### RECORDS
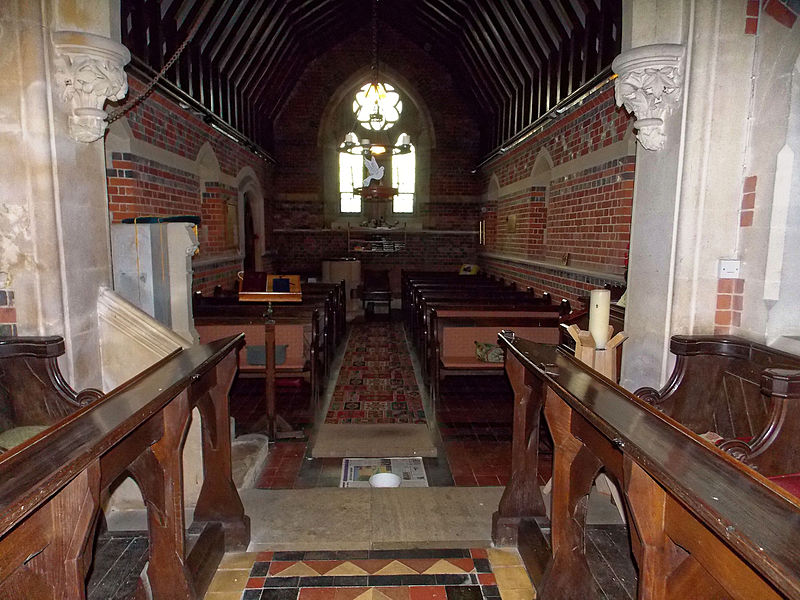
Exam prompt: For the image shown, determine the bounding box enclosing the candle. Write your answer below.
[589,289,611,349]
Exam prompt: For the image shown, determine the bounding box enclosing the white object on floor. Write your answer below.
[370,473,402,487]
[341,457,428,488]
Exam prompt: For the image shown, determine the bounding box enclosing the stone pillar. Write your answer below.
[618,0,800,390]
[0,1,126,389]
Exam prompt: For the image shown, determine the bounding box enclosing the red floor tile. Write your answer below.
[408,585,447,600]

### TASK REQUIREMENTS
All lines from the one holding "pillar. Write your answer below." through the final line of the material must be set down exactly, and nothing else may be added.

### ANSWER AREA
Exam prompt: For the image shown, determine the bounding box enclosing the stone pillar. Write your answer below.
[618,0,800,390]
[0,1,126,389]
Exam prompt: For the image shown, determine the bounding box enclosing the red floor tile. Write your answer below.
[408,585,447,600]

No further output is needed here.